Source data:
----
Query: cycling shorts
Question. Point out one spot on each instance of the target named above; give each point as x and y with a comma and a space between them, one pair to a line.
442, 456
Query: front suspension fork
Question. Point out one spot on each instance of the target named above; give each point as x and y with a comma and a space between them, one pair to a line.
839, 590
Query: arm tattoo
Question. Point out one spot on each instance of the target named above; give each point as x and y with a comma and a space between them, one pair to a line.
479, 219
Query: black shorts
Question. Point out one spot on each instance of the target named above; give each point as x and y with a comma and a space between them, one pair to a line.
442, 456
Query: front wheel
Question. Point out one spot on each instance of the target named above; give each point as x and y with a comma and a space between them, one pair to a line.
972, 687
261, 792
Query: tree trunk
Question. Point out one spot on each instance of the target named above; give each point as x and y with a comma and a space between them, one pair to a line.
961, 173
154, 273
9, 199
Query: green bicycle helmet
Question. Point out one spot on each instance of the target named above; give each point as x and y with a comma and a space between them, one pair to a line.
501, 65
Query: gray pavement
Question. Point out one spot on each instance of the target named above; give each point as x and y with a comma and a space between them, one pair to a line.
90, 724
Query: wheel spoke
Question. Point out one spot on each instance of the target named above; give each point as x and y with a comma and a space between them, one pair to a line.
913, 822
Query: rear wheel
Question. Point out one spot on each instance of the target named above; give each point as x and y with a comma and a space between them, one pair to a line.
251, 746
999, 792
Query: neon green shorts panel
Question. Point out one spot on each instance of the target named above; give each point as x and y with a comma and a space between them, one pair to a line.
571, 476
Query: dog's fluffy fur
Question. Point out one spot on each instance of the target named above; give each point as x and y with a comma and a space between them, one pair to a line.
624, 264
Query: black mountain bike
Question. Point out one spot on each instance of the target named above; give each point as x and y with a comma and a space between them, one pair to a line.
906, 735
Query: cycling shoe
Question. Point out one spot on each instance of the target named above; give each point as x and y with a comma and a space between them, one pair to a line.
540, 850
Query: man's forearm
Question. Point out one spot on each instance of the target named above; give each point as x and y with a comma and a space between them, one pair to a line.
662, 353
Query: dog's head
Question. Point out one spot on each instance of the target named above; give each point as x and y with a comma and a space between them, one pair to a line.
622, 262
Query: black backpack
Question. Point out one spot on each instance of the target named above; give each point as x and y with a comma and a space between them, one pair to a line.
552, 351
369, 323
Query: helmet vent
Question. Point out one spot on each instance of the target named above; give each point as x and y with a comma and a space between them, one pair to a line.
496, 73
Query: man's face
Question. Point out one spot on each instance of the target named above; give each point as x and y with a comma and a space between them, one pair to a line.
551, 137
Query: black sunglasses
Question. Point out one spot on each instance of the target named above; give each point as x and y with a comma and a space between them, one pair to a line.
----
Could you arrange everything from the line containing "Query: black sunglasses" down to the end of the source data as a JSON list of strings, with one string per line and blank lines left out?

• _Reply_
[
  "Query: black sunglasses",
  "Question. Point out one spot on each instance of the target named above; give each point as x and y with a comma and a space between them, one pair to a line."
]